··· Aangeleverde tekst ···
1.7 aanduidingsgrens:

de grens van een aanduiding indien het een vlak betreft.

1.8 achtererf:

het bij het hoofdgebouw behorende erf, dat is gelegen achter de achtergevellijn of in ieder geval achter het bouwvlak.

1.9 achtergevel:

de gevel achter de voorgevel, meestal evenwijdig daaraan, zoals deze oorspronkelijk bij de bouw is gerealiseerd.

1.10 achterste perceelsgrens:

de van de weg af gekeerde grens van een perceel; indien meerdere zijden van het perceel van de weg zijn afgekeerd, wijzen burgemeester en wethouders een achterste perceelsgrens aan.
··· Regels uit dataset ···
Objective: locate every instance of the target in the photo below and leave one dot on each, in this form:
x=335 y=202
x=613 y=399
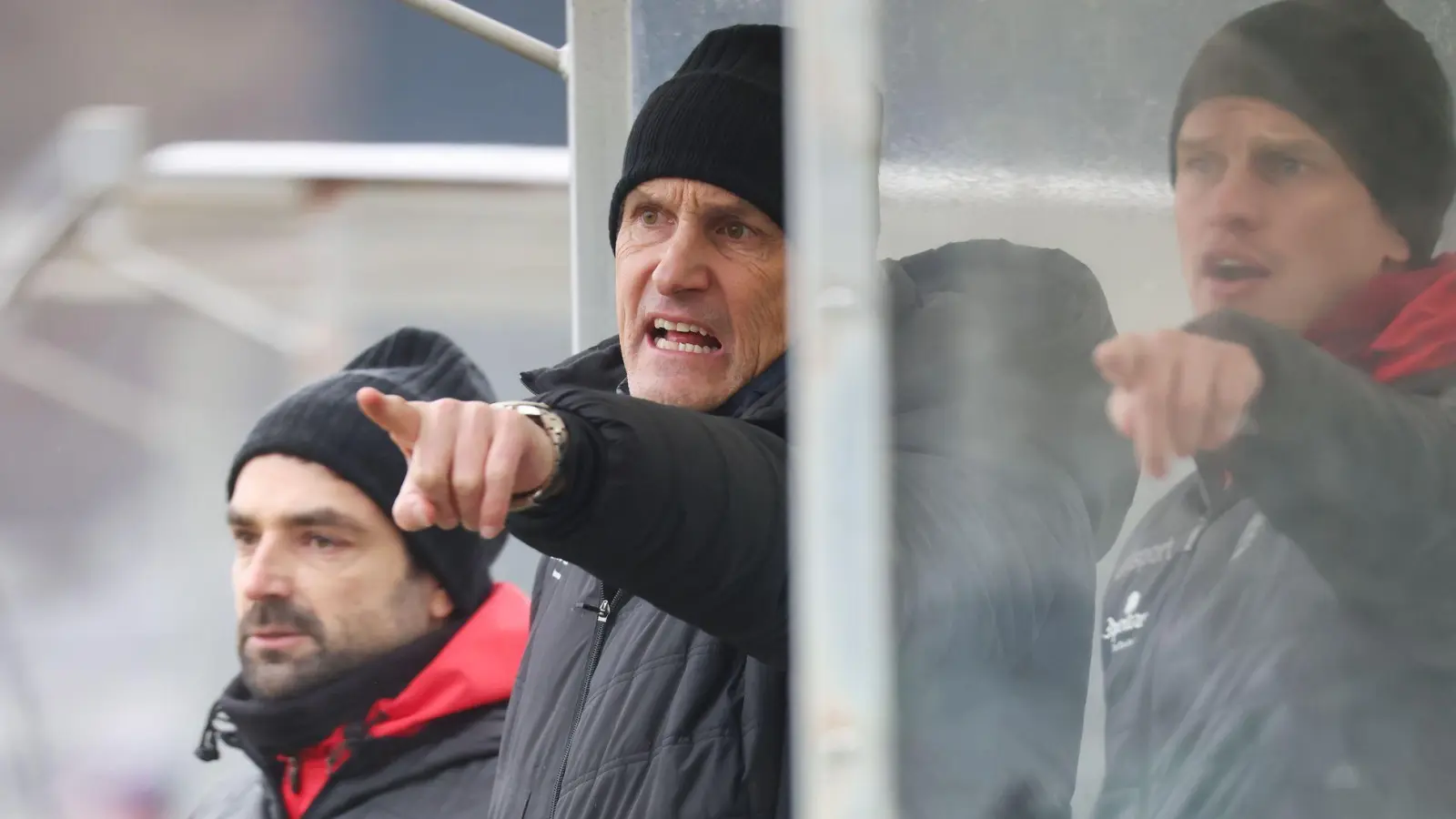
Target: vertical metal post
···
··· Regels uit dataset ···
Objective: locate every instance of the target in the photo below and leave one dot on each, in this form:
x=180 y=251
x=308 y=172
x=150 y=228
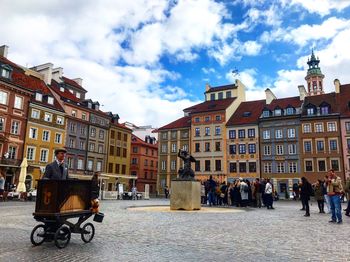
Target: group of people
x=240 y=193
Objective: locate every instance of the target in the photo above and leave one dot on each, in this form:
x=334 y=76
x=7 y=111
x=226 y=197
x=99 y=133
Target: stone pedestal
···
[Wat wordt gevraagd]
(a) Kun je uit de begripsbepalingen letterlijk het stuk kopiëren tussen "het bij het" en "achterste perceelsgrens aan.", beide inbegrepen?
(b) Kun je verdergaan met de begripsbepalingen, te beginnen na de laatste zin die er staat?
De regels hebben hier niets mee te maken.

[Antwoorden per opdracht]
(a)
het bij het hoofdgebouw behorende erf, dat is gelegen achter de achtergevellijn of in ieder geval achter het bouwvlak.

1.9 achtergevel:

de gevel achter de voorgevel, meestal evenwijdig daaraan, zoals deze oorspronkelijk bij de bouw is gerealiseerd.

1.10 achterste perceelsgrens:

de van de weg af gekeerde grens van een perceel; indien meerdere zijden van het perceel van de weg zijn afgekeerd, wijzen burgemeester en wethouders een achterste perceelsgrens aan.

(b)
1.11 ander bouwwerk:

een bouwwerk, geen gebouw zijnde;

1.12 archeologische waarde:

de aan een gebied toegerekende waarde in verband met de kennis en de studie van de in dat gebied voorkomende overblijfselen van menselijke aanwezigheid of activiteit uit oude tijden;

1.13 bebouwing:

één of meer gebouwen en/of bouwwerken geen gebouwen zijnde;

1.14 bedrijf:

een onderneming waarbij het accent ligt op het vervaardigen, bewerken, installeren, inzamelen en verhandelen van goederen, waarbij eventueel detailhandel uitsluitend plaatsvindt als ondergeschikt onderdeel van de onderneming in de vorm van verkoop c.q. levering van ter plaatse vervaardigde, bewerkte of herstelde goederen dan wel goederen die in rechtstreeks verband staan met de uitgeoefende handelingen.

1.15 bestaand gebruik:

het gebruik van gronden of gebouwen dat op het tijdstip van de inwerkingtreding van het plan bestaat;

1.16 bestemmingsgrens:

de grens van een bestemmingsvlak.

1.17 bestemmingsvlak:

een geometrisch bepaald vlak met eenzelfde bestemming.

1.18 bijbehorend bouwwerk:

uitbreiding van een hoofdgebouw dan wel functioneel met een zich op hetzelfde perceel bevindend hoofdgebouw verbonden, daar al dan niet tegen aangebouwd en met de aarde verbonden bouwwerk met een dak.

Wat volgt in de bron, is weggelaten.